-- Begin EXERCISE DATA --

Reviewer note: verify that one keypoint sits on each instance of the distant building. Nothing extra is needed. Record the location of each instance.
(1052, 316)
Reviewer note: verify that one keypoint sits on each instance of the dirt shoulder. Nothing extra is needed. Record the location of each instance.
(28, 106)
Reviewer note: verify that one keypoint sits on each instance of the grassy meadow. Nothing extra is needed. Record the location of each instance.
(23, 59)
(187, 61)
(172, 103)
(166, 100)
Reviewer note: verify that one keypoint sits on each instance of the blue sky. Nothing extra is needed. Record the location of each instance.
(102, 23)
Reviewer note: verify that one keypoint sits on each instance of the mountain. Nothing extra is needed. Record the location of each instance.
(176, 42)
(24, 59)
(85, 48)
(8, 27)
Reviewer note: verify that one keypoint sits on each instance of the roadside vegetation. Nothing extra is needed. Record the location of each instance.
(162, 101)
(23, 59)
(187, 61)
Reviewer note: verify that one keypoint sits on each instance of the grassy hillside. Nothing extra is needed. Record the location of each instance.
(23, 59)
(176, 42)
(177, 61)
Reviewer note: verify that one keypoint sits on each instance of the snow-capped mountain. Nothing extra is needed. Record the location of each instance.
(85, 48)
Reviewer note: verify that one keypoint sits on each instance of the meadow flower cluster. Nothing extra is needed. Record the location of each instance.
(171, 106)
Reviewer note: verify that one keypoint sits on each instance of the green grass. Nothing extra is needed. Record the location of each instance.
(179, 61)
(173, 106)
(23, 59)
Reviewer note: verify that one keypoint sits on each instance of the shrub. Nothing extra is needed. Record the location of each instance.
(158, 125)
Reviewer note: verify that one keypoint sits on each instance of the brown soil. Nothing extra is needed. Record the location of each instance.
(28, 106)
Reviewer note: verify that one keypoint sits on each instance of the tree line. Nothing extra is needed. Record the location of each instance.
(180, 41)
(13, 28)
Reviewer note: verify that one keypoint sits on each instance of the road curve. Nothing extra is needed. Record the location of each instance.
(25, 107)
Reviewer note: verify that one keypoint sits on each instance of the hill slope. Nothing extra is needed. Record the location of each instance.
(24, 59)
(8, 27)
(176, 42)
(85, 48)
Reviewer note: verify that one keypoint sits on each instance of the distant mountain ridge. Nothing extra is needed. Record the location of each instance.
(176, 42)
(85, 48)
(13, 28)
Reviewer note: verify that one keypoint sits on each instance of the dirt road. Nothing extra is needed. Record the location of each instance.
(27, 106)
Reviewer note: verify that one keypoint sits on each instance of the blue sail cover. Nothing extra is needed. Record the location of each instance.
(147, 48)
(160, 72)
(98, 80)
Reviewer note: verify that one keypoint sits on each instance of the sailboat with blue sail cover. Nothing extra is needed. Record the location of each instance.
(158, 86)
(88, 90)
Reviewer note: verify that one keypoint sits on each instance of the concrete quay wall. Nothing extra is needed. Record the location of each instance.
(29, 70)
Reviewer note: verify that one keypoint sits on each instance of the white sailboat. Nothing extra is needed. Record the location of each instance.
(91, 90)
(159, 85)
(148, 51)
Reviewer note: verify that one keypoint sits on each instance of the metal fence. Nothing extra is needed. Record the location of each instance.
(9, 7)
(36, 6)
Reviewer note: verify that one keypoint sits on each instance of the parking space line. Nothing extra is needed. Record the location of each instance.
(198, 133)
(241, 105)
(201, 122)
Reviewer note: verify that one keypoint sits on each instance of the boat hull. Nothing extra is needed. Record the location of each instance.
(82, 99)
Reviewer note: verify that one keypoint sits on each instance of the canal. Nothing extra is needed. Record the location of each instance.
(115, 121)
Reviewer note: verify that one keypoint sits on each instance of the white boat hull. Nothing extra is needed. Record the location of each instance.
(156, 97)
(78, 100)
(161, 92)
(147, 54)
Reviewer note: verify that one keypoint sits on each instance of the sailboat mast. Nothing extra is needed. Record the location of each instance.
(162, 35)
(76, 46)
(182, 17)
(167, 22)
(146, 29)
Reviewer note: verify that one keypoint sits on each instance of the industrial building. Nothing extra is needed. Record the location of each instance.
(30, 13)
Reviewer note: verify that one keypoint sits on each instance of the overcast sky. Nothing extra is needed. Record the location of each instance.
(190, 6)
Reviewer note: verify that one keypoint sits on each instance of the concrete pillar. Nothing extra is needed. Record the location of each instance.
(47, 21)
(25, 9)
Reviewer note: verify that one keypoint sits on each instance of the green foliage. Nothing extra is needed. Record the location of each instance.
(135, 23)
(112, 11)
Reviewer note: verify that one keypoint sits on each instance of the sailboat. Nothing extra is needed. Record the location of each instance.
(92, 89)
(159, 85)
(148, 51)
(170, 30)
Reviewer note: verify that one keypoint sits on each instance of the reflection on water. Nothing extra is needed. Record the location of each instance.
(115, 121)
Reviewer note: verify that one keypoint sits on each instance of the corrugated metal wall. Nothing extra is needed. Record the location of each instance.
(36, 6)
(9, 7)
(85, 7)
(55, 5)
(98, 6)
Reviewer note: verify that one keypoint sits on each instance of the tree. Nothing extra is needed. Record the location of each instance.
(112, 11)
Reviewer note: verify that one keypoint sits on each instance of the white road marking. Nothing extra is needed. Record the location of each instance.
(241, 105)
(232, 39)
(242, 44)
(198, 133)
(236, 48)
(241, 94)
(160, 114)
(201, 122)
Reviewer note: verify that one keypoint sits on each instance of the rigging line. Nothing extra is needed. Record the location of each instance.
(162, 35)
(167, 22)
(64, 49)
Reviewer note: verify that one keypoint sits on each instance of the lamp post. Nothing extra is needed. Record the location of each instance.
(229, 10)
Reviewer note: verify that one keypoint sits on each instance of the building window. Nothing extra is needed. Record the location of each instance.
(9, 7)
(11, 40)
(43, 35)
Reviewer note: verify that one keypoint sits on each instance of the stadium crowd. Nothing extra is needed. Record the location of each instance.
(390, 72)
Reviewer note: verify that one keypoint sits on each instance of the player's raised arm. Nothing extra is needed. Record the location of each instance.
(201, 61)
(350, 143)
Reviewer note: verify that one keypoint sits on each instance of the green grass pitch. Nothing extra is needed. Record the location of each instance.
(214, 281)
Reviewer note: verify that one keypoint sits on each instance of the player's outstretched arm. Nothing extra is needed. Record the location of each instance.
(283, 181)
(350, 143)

-- End EXERCISE DATA --

Pull out every line from the one with "of the lamp" to the end of the listing, and output only those.

Reviewer note: verify that one keypoint sits on each instance of the lamp post. Nothing extra is needed. Record the location of each instance.
(229, 10)
Reviewer note: verify that one keypoint sits on each instance of the building window. Nothing extra is needed. Record the location of each instance.
(9, 7)
(11, 40)
(43, 35)
Reviewer note: verify that one keypoint sits on each instance of the stadium crowd. Nothing extra is needed. Record the location of each instance.
(390, 72)
Reviewer note: verify that one keypoint sits on each instance of the player's raised arm. Nothing extra is needed. Record the location of each instance.
(201, 61)
(350, 143)
Reviewer note: verify that one keypoint sits on each instance of the green grass pitch. Nothing extra is needed. Record the location of each instance.
(214, 281)
Reviewer note: verify that one keypoint sits on each instance of the player's outstretched arm. Nothing extra is needed. Record the location of each instance.
(283, 181)
(350, 143)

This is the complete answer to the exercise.